[DESCRIPTION OF THE TASK] The stretch wanted below opens at the line containing "positive clicks: (140, 246)" and closes at the line containing "negative clicks: (584, 116)". Please return it exactly, with no other lines.
--- INPUT DATA Enclosed Below ---
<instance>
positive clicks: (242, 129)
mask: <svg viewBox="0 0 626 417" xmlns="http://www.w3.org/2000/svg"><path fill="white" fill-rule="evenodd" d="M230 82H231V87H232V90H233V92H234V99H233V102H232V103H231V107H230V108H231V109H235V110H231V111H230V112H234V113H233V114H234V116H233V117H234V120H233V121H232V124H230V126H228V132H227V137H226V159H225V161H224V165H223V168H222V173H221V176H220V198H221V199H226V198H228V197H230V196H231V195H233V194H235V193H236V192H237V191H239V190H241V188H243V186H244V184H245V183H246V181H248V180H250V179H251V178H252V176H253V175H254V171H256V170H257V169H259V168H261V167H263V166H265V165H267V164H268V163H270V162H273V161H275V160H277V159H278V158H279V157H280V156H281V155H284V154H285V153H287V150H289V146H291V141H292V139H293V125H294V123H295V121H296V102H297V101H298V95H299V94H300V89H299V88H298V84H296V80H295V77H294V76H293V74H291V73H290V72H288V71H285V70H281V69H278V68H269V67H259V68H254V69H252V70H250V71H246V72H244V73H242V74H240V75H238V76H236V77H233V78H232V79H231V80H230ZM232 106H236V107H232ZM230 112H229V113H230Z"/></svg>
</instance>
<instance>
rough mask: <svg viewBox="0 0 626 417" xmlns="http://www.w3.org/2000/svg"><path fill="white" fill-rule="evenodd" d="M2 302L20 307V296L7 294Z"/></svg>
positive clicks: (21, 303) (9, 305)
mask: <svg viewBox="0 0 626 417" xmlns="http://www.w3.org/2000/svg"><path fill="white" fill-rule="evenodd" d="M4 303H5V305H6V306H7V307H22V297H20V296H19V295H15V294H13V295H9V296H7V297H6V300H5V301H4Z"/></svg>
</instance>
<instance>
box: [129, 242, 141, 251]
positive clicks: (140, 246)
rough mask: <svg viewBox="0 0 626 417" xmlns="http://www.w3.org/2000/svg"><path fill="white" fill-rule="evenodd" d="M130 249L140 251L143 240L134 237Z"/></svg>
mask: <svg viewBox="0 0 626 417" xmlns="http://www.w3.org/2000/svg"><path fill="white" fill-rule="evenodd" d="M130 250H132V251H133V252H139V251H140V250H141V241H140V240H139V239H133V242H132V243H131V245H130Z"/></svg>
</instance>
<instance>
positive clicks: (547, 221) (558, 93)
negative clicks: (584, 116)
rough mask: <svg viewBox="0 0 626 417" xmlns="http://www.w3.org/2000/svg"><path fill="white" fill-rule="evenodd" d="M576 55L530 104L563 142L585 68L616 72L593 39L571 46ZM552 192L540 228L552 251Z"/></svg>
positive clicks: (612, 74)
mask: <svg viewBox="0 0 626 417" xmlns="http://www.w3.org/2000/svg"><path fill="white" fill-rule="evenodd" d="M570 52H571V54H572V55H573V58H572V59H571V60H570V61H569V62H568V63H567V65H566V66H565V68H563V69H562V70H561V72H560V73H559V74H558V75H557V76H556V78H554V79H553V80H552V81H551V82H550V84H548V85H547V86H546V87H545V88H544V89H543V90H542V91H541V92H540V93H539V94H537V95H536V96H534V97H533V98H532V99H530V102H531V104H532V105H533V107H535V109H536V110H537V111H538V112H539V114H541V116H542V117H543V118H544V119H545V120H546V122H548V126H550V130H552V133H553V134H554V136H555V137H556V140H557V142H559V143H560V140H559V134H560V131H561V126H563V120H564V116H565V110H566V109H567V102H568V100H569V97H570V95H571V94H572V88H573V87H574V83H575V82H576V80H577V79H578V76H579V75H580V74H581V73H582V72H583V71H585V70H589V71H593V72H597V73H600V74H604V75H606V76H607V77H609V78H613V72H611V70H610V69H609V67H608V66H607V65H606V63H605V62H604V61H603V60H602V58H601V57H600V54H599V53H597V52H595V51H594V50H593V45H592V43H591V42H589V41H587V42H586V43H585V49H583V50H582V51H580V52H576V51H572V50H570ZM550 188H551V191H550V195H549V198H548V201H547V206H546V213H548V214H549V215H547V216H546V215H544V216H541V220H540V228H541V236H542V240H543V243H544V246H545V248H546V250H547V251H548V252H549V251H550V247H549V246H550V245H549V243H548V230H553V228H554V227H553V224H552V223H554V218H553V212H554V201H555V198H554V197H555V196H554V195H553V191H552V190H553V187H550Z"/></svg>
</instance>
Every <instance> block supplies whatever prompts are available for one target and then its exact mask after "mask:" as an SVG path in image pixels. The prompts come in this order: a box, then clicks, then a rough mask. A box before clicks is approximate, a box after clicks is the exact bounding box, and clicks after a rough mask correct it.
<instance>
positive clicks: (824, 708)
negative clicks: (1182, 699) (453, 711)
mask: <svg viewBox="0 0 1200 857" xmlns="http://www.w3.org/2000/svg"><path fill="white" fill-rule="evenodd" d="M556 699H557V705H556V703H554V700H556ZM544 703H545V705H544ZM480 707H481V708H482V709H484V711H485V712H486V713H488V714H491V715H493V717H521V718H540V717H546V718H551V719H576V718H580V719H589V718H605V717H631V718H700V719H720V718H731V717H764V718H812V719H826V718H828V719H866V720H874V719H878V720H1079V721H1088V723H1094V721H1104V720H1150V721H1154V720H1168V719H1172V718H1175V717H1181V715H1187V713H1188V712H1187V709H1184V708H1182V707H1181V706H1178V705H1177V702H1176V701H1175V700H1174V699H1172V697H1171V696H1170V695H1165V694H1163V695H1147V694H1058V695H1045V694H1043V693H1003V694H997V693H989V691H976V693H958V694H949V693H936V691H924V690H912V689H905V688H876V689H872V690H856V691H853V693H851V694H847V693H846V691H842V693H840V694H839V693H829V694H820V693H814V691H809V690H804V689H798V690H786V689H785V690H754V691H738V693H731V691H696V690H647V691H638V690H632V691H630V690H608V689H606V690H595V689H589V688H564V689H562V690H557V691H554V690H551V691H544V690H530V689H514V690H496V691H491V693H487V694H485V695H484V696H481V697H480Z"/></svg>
--- End of Enclosed INPUT DATA ---
--- INPUT DATA Enclosed Below ---
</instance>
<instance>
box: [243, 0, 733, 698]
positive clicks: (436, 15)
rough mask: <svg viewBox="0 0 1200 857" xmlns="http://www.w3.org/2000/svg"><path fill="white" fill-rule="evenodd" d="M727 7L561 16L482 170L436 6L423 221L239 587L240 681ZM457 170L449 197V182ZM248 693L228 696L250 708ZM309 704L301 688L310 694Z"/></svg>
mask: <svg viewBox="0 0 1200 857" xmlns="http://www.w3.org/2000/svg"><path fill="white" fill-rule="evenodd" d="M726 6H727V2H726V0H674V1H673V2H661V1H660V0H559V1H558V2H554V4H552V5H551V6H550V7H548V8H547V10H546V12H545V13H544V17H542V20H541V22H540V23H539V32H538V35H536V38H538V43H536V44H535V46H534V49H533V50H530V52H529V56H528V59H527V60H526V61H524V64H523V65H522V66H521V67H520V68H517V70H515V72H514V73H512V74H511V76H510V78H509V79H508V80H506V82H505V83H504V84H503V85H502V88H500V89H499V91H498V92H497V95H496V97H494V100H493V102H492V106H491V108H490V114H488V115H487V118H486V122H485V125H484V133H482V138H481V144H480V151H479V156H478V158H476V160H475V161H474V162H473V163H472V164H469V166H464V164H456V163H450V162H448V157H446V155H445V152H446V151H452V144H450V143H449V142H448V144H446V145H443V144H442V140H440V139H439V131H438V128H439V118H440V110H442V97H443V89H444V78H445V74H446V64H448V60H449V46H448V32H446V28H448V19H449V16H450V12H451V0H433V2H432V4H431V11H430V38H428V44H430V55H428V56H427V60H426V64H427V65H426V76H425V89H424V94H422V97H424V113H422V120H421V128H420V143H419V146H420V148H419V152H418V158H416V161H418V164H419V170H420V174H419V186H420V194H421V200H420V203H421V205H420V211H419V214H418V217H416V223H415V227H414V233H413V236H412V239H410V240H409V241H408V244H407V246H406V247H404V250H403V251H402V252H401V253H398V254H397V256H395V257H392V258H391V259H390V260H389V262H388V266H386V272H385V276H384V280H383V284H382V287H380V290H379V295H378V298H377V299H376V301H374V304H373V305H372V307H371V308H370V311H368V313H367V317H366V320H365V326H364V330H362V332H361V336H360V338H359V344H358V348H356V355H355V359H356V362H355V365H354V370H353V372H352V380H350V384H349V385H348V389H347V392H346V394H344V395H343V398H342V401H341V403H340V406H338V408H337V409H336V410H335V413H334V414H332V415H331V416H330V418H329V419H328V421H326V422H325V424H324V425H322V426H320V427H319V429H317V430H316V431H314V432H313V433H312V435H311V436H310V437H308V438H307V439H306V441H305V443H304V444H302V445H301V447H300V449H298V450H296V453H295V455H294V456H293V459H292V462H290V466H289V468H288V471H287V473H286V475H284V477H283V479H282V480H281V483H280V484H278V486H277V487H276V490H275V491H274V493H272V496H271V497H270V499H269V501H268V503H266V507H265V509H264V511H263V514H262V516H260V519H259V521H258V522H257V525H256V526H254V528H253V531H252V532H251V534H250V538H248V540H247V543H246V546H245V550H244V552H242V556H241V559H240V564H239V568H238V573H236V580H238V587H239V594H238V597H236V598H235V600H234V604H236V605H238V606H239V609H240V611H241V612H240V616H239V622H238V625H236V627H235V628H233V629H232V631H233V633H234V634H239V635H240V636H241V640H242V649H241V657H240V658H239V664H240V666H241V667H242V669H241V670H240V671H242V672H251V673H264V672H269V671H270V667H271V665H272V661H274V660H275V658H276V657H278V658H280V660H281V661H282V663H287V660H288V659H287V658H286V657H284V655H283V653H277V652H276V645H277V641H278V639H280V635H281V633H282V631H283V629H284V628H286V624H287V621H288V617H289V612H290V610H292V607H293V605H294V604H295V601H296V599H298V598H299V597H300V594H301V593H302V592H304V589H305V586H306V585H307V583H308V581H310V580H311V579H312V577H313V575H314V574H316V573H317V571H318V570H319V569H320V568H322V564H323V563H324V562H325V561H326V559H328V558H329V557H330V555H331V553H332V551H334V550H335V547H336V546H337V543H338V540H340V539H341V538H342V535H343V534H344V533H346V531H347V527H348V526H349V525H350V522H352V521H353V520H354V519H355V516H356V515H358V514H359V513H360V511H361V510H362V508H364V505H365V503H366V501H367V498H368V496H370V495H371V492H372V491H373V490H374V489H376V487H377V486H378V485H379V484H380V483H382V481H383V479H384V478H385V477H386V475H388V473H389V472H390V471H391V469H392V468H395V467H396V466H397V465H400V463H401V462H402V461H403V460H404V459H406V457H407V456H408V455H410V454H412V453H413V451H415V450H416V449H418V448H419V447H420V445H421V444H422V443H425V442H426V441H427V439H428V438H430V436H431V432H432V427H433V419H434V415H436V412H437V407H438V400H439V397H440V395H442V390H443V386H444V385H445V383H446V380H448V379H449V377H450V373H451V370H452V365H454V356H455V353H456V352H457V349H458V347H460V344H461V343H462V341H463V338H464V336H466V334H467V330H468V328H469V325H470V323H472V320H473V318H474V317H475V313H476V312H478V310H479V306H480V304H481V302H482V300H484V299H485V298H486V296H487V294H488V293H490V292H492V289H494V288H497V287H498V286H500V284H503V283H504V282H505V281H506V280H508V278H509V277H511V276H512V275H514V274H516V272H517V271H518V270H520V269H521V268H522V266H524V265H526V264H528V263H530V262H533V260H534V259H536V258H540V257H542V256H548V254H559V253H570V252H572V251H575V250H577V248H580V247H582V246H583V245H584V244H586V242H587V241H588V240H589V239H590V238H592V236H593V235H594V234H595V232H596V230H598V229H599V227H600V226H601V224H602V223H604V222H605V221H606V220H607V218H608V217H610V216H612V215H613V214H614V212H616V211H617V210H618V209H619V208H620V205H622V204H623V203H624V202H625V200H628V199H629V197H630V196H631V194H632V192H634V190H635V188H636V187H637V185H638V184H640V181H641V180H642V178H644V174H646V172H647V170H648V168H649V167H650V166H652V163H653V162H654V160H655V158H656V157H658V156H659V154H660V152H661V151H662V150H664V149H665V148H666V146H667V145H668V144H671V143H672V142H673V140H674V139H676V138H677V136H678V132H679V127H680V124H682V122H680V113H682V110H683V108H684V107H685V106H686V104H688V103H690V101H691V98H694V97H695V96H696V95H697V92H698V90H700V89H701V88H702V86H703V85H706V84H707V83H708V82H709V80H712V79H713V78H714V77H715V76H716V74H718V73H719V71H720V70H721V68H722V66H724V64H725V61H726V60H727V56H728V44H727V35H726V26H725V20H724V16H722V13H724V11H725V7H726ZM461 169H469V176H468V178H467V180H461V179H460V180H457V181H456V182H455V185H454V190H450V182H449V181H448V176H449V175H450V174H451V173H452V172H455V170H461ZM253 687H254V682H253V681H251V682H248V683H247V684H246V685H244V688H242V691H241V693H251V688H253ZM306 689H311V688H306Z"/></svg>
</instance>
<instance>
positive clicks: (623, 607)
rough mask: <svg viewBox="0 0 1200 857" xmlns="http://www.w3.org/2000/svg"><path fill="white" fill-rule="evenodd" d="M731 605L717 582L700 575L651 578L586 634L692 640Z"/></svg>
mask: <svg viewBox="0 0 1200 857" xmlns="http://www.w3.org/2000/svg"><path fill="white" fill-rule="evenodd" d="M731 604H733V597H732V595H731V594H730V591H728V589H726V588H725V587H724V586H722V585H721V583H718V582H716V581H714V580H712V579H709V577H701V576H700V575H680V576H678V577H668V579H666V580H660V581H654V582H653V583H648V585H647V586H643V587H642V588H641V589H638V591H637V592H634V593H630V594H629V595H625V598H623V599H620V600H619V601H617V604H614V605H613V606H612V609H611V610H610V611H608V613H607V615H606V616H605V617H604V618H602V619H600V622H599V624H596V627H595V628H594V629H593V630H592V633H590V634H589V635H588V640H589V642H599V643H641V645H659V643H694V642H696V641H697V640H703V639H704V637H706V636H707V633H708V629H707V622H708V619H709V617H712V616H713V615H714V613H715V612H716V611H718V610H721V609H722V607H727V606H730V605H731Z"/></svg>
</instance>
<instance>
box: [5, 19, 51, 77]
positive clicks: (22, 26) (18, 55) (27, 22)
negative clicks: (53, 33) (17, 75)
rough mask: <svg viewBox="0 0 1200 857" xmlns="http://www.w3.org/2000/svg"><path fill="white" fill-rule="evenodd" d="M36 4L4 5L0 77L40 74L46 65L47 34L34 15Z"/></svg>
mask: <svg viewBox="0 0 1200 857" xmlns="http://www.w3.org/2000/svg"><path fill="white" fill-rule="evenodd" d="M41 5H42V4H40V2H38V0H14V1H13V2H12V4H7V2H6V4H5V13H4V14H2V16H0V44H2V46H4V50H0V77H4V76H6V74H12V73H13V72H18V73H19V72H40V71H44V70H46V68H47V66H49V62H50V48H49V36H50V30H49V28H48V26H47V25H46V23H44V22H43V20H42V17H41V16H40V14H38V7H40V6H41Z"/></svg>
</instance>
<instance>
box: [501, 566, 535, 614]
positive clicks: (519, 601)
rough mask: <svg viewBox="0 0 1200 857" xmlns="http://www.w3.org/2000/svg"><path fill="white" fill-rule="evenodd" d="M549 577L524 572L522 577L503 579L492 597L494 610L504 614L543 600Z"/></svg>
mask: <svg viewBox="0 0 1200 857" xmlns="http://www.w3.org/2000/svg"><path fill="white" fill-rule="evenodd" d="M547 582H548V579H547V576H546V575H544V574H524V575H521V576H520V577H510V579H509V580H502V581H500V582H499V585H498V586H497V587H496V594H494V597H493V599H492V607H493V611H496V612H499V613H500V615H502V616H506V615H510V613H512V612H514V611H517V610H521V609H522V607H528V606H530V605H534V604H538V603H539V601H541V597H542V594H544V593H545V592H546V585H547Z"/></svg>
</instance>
--- End of Enclosed INPUT DATA ---
--- INPUT DATA Enclosed Below ---
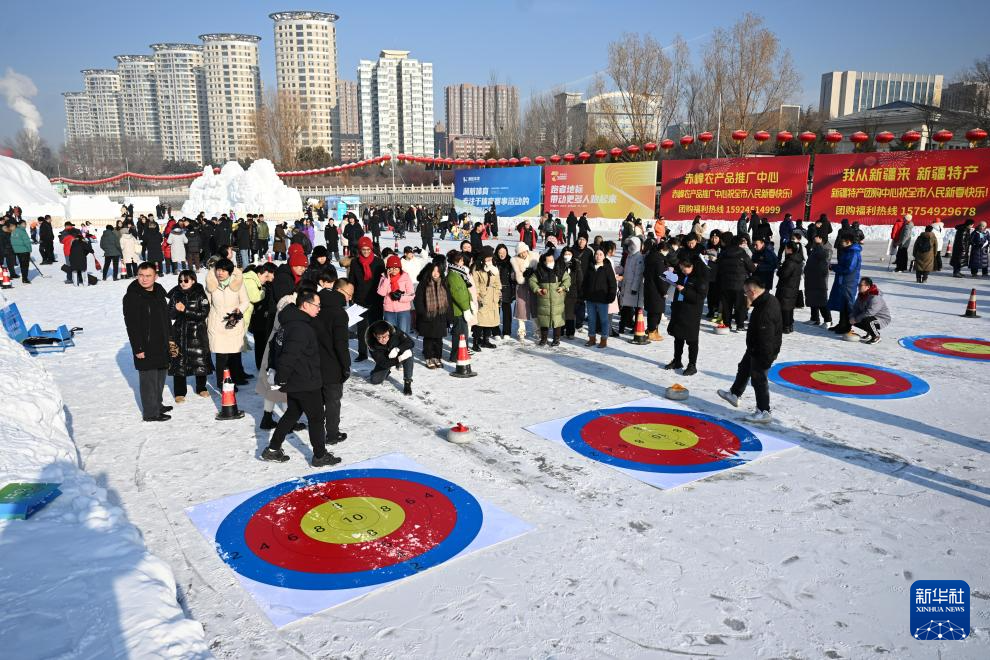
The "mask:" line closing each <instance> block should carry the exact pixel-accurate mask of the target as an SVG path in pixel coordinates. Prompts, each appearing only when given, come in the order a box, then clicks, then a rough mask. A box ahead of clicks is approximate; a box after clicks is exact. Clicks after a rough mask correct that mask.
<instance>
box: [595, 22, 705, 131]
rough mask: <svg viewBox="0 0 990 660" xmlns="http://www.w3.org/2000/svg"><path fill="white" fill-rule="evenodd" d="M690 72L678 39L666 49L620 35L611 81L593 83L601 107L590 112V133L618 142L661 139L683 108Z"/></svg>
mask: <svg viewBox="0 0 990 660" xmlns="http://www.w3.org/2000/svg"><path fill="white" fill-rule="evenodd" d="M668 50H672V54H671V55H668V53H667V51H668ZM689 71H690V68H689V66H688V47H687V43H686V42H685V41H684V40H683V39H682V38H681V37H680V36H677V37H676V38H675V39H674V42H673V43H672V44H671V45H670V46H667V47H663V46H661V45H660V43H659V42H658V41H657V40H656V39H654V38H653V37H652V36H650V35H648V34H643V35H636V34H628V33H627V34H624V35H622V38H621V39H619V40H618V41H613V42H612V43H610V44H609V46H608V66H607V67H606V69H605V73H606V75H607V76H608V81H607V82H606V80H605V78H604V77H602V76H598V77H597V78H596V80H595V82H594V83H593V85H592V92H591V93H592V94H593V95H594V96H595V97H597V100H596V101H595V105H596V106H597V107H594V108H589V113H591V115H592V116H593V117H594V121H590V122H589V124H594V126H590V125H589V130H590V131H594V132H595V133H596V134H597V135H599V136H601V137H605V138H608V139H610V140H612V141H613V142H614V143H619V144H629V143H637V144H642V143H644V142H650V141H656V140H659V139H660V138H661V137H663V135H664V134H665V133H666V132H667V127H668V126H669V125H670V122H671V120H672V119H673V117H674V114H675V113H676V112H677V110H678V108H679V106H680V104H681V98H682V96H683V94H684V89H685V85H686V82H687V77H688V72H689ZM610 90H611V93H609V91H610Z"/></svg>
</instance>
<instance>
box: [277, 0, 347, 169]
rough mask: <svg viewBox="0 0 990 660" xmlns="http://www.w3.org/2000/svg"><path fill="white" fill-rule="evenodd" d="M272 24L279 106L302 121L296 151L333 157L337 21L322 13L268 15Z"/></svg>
--- End of Enclosed INPUT DATA ---
[ANSWER BOX]
positive clicks: (140, 246)
rough mask: <svg viewBox="0 0 626 417" xmlns="http://www.w3.org/2000/svg"><path fill="white" fill-rule="evenodd" d="M130 249L140 251L143 240L134 237Z"/></svg>
mask: <svg viewBox="0 0 626 417" xmlns="http://www.w3.org/2000/svg"><path fill="white" fill-rule="evenodd" d="M130 250H132V251H133V252H139V251H140V250H141V241H140V240H139V239H133V242H132V243H131V245H130Z"/></svg>
</instance>
<instance>
positive clicks: (547, 221) (558, 93)
negative clicks: (584, 116)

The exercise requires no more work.